TEXTO SELECCIONADO ::
- - - -
Un regalo peligroso
Así como ciertos seres son los últimos testigos de alguna forma de vida que la naturaleza abandonó, la invención del regalo es tal vez el único ejemplo de lo que habría podido ser -de no haberse inventado el lenguaje, la formación de palabras, el análisis de las ideas- la comunicación entre las almas. Aun así, aunque no sea lo que habría podido ser, un regalo no deja de ser algo muy comunicativo, con ciertos matices trágicos a veces, la prueba está en que nos crea múltiples dudas morales y metafísicas. A veces tener que regalar algo nos pone al borde del abismo, nos complica la vida hasta extremos que jamás habíamos sospechado.
- - - -
MATERIAL DE PARTIDA ::
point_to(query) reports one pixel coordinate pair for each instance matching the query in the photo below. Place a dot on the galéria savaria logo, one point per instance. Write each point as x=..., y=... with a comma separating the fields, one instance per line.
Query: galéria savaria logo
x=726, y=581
- - - -
Continúa el texto sobre el regalo a partir de su última oración.

RESPUESTA ::
Es peligroso regalar. El gesto es desde luego la manifestación extrema de un elegante arte, pero no conviene que olvidemos que tiene su lado salvaje. Como todos perfectamente sabemos, no podemos regalar nada que nos guste mucho, pues si casualmente llegamos a encontrar algo maravilloso, el impulso natural nos conduce a quedárnoslo, nos lo apropiamos, no llega nunca a la persona a la que pensábamos obsequiar. En mi caso, lo más peligroso de regalar siempre han sido los libros, tengo una amplia experiencia en ello. Aunque sepa que puedo comprar dos libros idénticos y se acaba el problema, acabo comprando el libro sólo para mí, pues me parece inmoral comprar dos y regalar uno, porque entiendo que eso no es pensar en el otro, entiendo que eso no es regalar, pues sé que regalar es cesar súbitamente de vivir para nosotros mismos y pensar en la persona a la que vamos a obsequiar, pensar y concentrarse mucho en ella y quererla de verdad, quererla muchísimo. Amarla de verdad exige que le regalemos el libro y nosotros tengamos paciencia y nos fastidiemos unas horas o unos días, hasta haberle entregado el regalo. Y entonces, ya con el regalo hecho, comprar tranquilamente nuestro ejemplar, con cara de idiotas, eso sí, con cara de ser los típicos manirrotos, esos que regalan siempre lo que más necesitan.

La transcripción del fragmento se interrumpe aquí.